## begin Material
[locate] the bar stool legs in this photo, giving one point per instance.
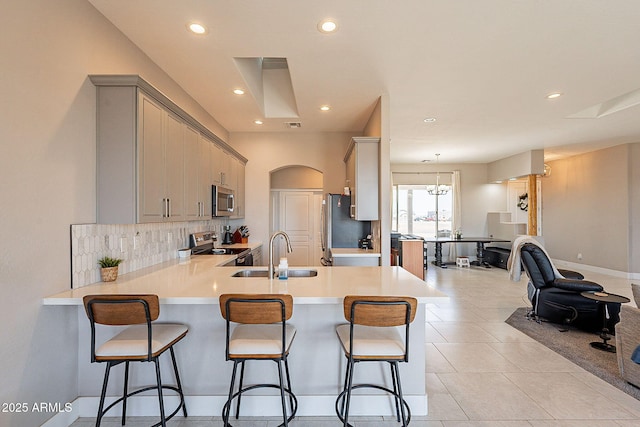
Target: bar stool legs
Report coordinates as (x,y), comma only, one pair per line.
(125,394)
(285,389)
(343,402)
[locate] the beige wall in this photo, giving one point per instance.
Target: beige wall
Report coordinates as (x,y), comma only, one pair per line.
(634,215)
(47,181)
(586,208)
(296,177)
(271,151)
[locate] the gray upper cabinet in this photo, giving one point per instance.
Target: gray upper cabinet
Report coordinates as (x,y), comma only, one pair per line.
(362,164)
(161,163)
(154,162)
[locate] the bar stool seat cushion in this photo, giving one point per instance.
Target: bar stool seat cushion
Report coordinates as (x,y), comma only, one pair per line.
(132,342)
(263,340)
(372,341)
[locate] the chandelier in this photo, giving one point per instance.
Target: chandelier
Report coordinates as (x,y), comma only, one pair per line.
(438,189)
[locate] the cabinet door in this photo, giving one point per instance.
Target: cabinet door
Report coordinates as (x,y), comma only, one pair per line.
(366,187)
(204,176)
(240,190)
(193,208)
(151,193)
(174,167)
(351,181)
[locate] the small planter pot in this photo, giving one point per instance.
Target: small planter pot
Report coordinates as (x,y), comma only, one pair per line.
(109,274)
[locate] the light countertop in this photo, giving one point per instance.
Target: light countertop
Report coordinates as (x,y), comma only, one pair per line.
(354,252)
(199,280)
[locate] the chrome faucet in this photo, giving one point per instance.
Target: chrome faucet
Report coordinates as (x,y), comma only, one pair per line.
(289,249)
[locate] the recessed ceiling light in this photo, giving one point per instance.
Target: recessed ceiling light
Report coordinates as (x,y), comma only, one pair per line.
(327,26)
(196,28)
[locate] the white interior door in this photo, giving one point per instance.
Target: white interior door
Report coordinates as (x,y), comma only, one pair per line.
(299,219)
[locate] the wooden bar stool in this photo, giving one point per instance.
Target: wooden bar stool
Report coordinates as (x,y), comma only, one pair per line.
(371,336)
(261,333)
(141,341)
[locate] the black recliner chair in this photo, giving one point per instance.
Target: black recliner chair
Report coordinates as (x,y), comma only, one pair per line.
(558,300)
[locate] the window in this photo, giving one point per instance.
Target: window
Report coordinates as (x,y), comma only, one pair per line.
(415,211)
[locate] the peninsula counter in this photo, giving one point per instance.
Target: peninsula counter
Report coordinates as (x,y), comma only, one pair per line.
(189,292)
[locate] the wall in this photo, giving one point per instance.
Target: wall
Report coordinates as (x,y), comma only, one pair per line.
(270,151)
(519,165)
(47,182)
(634,214)
(586,208)
(296,177)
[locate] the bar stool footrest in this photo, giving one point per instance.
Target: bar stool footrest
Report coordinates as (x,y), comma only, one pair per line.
(142,390)
(227,406)
(376,386)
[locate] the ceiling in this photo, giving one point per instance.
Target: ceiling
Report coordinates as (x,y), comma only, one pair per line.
(481,68)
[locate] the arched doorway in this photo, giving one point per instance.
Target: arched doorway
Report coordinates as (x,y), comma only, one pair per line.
(296,203)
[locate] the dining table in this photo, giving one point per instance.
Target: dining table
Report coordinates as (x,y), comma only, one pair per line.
(479,241)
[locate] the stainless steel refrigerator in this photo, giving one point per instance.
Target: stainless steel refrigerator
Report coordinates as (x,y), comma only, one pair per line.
(339,230)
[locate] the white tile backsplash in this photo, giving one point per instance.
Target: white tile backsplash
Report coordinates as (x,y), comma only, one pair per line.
(138,245)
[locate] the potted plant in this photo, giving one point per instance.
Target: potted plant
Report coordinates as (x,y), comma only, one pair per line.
(109,268)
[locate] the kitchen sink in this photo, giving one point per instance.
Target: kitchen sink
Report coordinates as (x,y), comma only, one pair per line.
(297,272)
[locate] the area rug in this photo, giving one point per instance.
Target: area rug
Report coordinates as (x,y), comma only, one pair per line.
(573,344)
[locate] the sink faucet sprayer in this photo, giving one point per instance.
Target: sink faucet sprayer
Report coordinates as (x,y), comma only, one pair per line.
(289,249)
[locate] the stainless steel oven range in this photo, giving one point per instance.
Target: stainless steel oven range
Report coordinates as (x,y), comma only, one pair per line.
(202,243)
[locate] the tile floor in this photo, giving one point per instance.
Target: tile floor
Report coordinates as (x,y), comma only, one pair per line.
(482,372)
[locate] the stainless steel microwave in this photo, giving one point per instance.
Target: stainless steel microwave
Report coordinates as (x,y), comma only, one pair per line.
(223,200)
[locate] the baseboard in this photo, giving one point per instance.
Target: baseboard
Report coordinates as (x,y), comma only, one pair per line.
(584,267)
(252,406)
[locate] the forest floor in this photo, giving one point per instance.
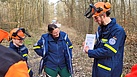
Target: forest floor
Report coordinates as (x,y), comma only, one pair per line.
(82,64)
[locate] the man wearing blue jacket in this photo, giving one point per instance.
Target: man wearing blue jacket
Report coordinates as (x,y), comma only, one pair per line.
(109,47)
(56,50)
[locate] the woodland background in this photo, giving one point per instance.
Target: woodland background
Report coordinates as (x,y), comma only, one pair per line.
(35,15)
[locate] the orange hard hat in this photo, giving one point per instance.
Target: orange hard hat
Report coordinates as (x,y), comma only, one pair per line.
(4,35)
(17,33)
(101,7)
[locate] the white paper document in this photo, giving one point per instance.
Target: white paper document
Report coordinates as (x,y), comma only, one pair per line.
(90,41)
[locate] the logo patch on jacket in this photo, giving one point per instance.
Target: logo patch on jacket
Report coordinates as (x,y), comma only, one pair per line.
(112,41)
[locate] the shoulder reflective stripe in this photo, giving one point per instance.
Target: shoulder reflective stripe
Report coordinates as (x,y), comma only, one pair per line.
(104,67)
(111,48)
(70,46)
(25,55)
(36,47)
(29,70)
(104,40)
(44,51)
(65,36)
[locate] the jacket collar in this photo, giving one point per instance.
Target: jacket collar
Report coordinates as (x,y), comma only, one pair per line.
(50,38)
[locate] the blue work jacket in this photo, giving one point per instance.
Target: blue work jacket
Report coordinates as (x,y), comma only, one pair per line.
(108,50)
(21,50)
(50,49)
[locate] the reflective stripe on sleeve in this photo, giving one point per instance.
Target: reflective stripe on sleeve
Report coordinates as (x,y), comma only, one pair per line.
(104,67)
(70,46)
(36,47)
(24,55)
(110,47)
(104,40)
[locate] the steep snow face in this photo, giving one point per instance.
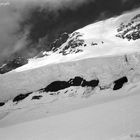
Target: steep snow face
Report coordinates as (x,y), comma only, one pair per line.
(93,60)
(104,38)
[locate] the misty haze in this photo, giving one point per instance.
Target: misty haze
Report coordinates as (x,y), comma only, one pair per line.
(70,69)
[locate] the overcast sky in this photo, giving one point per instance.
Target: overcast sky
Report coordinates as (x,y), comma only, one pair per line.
(24,22)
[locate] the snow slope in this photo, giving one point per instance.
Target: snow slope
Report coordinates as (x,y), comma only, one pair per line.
(113,120)
(94,71)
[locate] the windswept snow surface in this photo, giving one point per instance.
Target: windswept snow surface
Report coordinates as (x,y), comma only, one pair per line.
(94,71)
(113,120)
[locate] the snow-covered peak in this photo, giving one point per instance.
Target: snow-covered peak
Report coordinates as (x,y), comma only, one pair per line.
(103,38)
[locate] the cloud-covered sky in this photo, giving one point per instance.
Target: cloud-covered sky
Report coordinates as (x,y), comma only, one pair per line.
(24,22)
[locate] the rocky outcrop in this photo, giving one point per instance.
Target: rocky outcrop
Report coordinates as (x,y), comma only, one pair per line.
(131,30)
(13,64)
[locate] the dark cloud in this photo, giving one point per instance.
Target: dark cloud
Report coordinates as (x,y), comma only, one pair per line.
(26,23)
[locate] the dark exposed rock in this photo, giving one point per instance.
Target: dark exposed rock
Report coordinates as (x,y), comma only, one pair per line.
(2,103)
(92,83)
(36,97)
(13,64)
(77,81)
(57,85)
(131,30)
(21,97)
(119,83)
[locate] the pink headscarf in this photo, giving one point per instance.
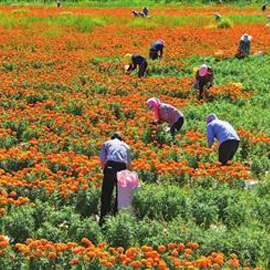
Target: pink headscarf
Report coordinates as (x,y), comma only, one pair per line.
(154,103)
(203,70)
(161,41)
(210,118)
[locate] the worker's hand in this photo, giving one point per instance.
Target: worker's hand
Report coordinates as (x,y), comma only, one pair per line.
(153,123)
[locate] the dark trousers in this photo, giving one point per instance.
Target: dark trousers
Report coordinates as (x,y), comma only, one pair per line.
(227,150)
(142,68)
(202,85)
(153,54)
(109,182)
(177,126)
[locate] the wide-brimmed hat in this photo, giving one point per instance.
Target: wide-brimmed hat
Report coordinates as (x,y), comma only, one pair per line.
(117,135)
(210,117)
(203,70)
(246,37)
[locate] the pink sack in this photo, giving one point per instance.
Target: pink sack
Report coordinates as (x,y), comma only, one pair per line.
(127,179)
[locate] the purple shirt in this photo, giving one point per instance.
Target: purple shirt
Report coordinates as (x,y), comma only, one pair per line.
(115,150)
(222,131)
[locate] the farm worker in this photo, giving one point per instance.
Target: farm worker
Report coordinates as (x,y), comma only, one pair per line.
(264,7)
(244,46)
(204,77)
(114,157)
(136,13)
(58,2)
(166,113)
(133,61)
(156,49)
(225,134)
(145,12)
(217,16)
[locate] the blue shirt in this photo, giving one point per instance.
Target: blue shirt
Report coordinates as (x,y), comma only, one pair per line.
(115,150)
(137,59)
(157,46)
(222,131)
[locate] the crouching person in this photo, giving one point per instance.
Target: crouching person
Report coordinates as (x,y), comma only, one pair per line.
(165,113)
(204,79)
(244,46)
(114,157)
(156,50)
(135,60)
(225,134)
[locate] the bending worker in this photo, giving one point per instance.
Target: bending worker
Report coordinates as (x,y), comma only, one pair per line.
(225,134)
(204,78)
(244,46)
(165,113)
(156,50)
(134,60)
(114,157)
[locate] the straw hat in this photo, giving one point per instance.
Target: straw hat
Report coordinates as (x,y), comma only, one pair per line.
(246,37)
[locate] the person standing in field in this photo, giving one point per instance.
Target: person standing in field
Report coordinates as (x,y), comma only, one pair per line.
(145,12)
(244,46)
(264,6)
(204,78)
(135,60)
(217,16)
(226,136)
(156,50)
(165,113)
(114,157)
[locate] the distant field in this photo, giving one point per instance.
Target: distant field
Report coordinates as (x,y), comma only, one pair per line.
(63,91)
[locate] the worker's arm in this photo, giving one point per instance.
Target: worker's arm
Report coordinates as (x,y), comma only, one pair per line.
(161,53)
(210,136)
(128,160)
(103,155)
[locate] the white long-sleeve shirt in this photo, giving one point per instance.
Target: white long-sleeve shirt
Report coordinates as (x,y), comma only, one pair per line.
(222,131)
(115,150)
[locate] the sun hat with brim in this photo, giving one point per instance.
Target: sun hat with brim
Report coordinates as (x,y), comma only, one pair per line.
(127,58)
(210,118)
(161,41)
(203,70)
(126,67)
(246,37)
(116,135)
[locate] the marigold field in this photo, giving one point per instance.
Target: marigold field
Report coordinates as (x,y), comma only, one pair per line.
(63,90)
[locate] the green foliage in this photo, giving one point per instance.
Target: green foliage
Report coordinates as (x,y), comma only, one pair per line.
(120,230)
(161,203)
(87,202)
(224,23)
(18,224)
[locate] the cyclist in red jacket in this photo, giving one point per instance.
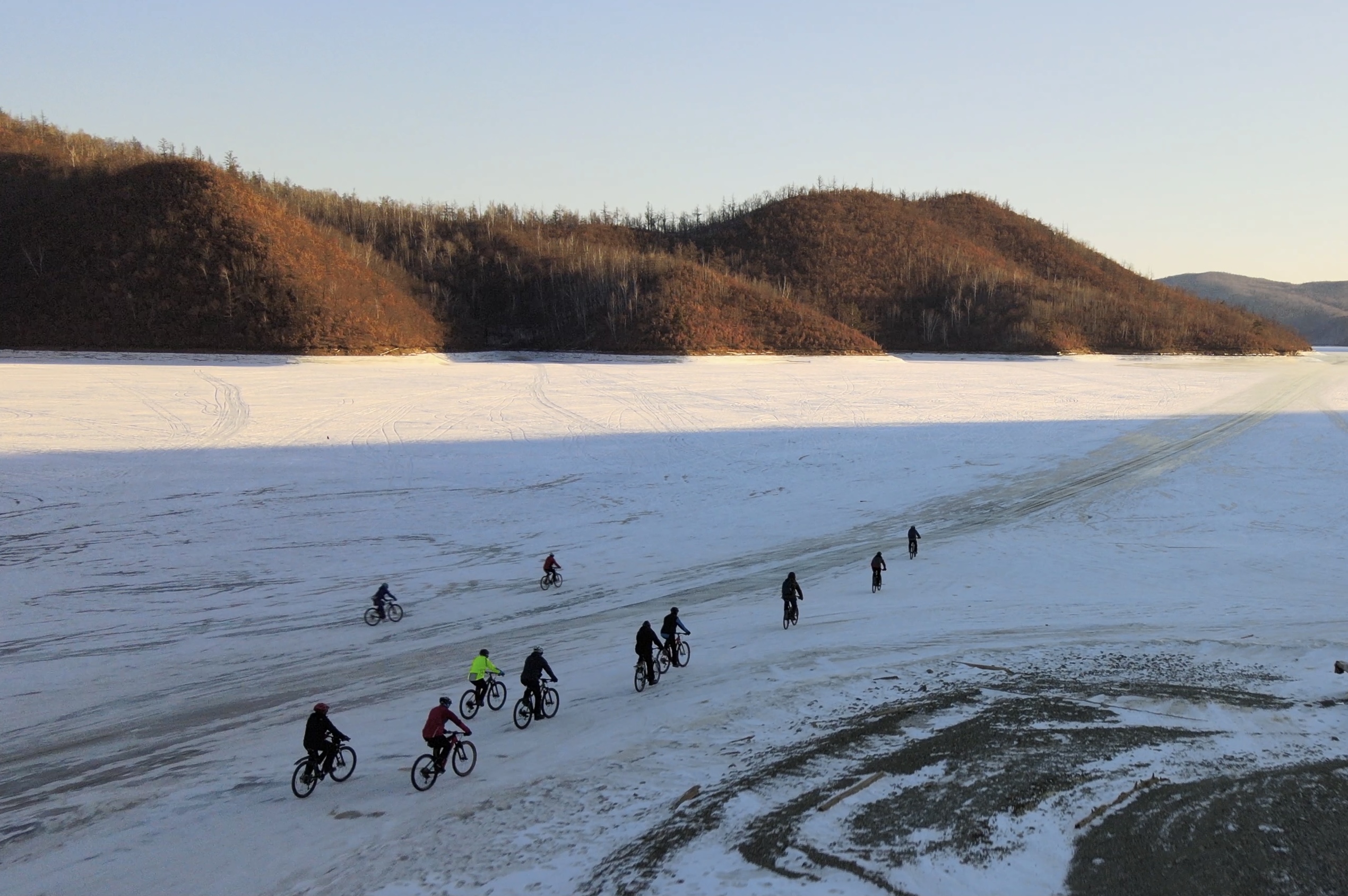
## end Material
* Task description
From the material above, pick out every line that contains the word "beige" and copy each of those lines.

* In response
[locate] the beige wall in this photo, giving one point per instance.
Target: beige wall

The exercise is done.